(Action item):
What is needed here is every record, retyped without any change.

(Material for this exercise):
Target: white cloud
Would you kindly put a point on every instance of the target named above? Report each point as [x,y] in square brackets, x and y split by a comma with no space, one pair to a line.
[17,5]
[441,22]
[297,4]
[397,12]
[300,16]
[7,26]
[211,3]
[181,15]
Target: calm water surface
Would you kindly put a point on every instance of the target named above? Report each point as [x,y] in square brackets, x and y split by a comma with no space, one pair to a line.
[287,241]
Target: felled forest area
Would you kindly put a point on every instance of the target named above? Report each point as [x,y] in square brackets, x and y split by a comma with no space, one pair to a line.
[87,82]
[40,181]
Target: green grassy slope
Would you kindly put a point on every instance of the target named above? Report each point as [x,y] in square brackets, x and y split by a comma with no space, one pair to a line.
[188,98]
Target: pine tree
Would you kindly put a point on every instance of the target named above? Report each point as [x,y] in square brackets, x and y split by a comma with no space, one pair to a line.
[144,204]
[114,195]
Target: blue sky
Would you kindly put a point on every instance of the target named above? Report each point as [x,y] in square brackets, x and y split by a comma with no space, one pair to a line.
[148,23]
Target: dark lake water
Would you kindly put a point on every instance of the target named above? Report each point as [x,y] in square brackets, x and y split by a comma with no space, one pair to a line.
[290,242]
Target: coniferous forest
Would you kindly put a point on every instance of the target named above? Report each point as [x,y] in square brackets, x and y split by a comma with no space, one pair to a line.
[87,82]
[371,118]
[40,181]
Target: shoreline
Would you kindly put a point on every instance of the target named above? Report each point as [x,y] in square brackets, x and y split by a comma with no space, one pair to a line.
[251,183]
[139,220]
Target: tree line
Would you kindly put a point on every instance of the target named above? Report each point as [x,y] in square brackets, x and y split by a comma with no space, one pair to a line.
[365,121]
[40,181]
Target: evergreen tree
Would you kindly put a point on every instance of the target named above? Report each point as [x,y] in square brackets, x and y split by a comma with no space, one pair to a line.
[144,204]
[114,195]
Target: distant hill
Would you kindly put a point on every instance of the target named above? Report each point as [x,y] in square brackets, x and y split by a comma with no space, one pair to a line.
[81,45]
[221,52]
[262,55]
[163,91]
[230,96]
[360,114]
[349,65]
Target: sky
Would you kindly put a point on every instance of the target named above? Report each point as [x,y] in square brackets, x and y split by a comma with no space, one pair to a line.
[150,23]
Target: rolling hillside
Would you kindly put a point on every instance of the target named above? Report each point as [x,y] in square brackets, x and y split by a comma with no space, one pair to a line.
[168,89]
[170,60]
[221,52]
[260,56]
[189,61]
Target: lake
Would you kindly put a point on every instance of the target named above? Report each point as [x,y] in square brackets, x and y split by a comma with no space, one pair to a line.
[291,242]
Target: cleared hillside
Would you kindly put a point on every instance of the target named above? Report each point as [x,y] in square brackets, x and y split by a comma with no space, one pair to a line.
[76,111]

(Result of the task):
Target: white cloud
Would you kindly put a point on every instance of the target named above? Report each point as [x,y] in square brackets, x and y split by a comma with no space, one pair to a line.
[17,5]
[441,22]
[297,4]
[397,12]
[300,16]
[7,26]
[211,3]
[181,15]
Target: calm water surface
Would you kindly put a point on every instance of the target named above? Report each point as [x,y] in square brackets, x and y split by a comma with no space, one pair to a line.
[287,241]
Target: felled forest area
Would you kindly put a point on every instance of the target named above? Report each point as [x,y] in square brackets, x and y split by a comma with no space, one pair to a line.
[87,82]
[40,181]
Target: green grassy slope
Would you kindly put a point on every instance of the target named above? Report each point as [x,y] in square brackets, x and y split by a comma with no space, one pair to a line.
[188,98]
Target: pine tree
Would you kindly put a point on every instance of the target named above? Report each point as [x,y] in square brackets, x and y split by a comma with no space, one pair to a line.
[144,204]
[114,195]
Target: blue sky
Would you kindly put a point on every instance of the target named above? Report each point as [x,y] in square brackets, x and y split by a comma with no space, one pair to a line.
[148,23]
Target: dark lake water
Would you kindly put a point on every instance of the target named above? Report each point as [x,y] in square brackets, x and y split by a comma with no space, one pair to a line.
[290,242]
Target: coniferous forest
Would you kindly put a point on every instance of the target named above? Report each point as [x,y] in square brackets, x and y split by a comma with no space, one pair to a line.
[87,82]
[371,118]
[40,181]
Target: shoreline
Would you kindly put a point on every instance of the target named above? Report each point as [x,y] in square brackets, x and y split by a comma with no space, one pair to a line.
[251,183]
[139,220]
Target: tree line
Would you kindly put a point on every instance of the target named above? Report each point as [x,y] in square brackets, x and y split by a comma with no space, one pair to a line.
[365,121]
[40,181]
Target: evergreen tree
Would you kindly put a point on every instance of the target named above? Report each point as [x,y] in square brackets, x and y split by a comma with no space, one pair to a line.
[144,204]
[114,195]
Target: distant hill
Would you kindly put a point on every instance of the target named above? Report each point as [x,y] in square brackets, x and y split by a comma with no space, one pair to a line.
[81,45]
[221,52]
[262,55]
[163,91]
[230,96]
[360,114]
[349,65]
Target: sky
Would you kindly put a point on every instance of the target named above? Report each point as [x,y] in square brackets, x and y split by a comma with no space, one pair to a line.
[150,23]
Target: rolling hillside
Would you kindly put a point on every instance of the target named above? Report each point as [x,y] in square brackets, x and y split by a comma with no space, one pair to a line.
[168,89]
[170,60]
[221,52]
[260,56]
[189,61]
Target: lake
Would you kindly put a point on every instance of the target named above? Report each point as [x,y] in square brackets, x and y split by a comma with no space, one pair to a line.
[291,242]
Target: cleared hillside
Would you kindly put a point on every instance of the target named above? Report each point as [x,y] in square brackets, x and y split by a comma with no space, one pair to a line.
[76,111]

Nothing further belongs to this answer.